> _Directive_: Swap "open-vocabulary detection" for "zero-shot detection" throughout the items below and leave everything else unchanged. Omit the pictures from your answer.
-- Start Extracted records --
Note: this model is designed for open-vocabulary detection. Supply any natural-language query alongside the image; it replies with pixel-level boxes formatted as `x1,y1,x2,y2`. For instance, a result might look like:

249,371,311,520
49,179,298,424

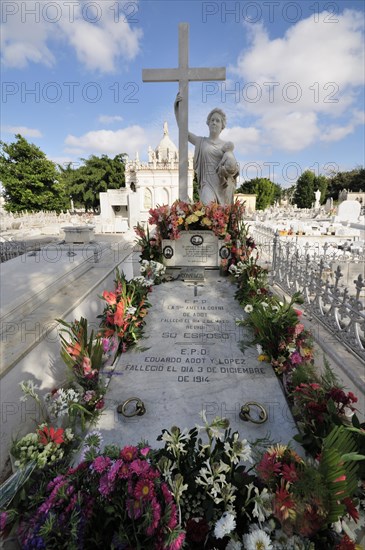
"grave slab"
98,270,297,452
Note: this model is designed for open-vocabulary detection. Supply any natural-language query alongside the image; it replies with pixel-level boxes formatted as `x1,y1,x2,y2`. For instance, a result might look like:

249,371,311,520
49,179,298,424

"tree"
293,170,328,208
236,178,280,210
293,170,316,208
59,154,125,216
327,167,365,204
0,134,68,212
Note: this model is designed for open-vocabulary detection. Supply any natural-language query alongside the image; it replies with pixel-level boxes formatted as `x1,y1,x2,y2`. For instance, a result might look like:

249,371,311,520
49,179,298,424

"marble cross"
142,23,226,201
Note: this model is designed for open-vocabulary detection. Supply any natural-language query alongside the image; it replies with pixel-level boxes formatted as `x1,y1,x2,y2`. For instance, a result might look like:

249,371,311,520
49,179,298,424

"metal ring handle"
239,401,268,424
117,397,146,418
-- End Extracted records --
> _Task response_:
Note: this model is designed for zero-shot detection. Supply any natural-language query alongside the image; it replies with pixel-level boxes formatted as `x1,y1,x2,y2`. For instance, a result might look like:

249,371,311,520
49,179,298,424

"grave slab"
98,270,297,452
Note: this model is designed for zero-shot detection. Supply any natural-language query alongside the image; it replies with pixel-level boxes formatted as `x1,y1,x2,y2`. For instance, a result might look like:

249,371,311,520
49,179,298,424

"tree"
293,170,328,208
236,178,280,210
293,170,316,208
59,154,125,216
327,167,365,204
0,134,68,212
Note: this model is designed for zero-shot detection. Supply any natural-language query alongside the image; it replies with pixel-level boxes formatted as `x1,y1,x2,y2`. For instance, a result might look like:

249,371,311,520
49,179,298,424

"marble cross"
142,23,226,201
Note: this model is designed for zero-shot detection. Supply any natural-language query alongside the image; it replies with pixel-level boxes formatted as `x1,y1,x2,y2`. For instance, a result might look like:

249,371,311,520
49,179,298,424

"metal ring handle"
239,401,268,424
117,397,146,418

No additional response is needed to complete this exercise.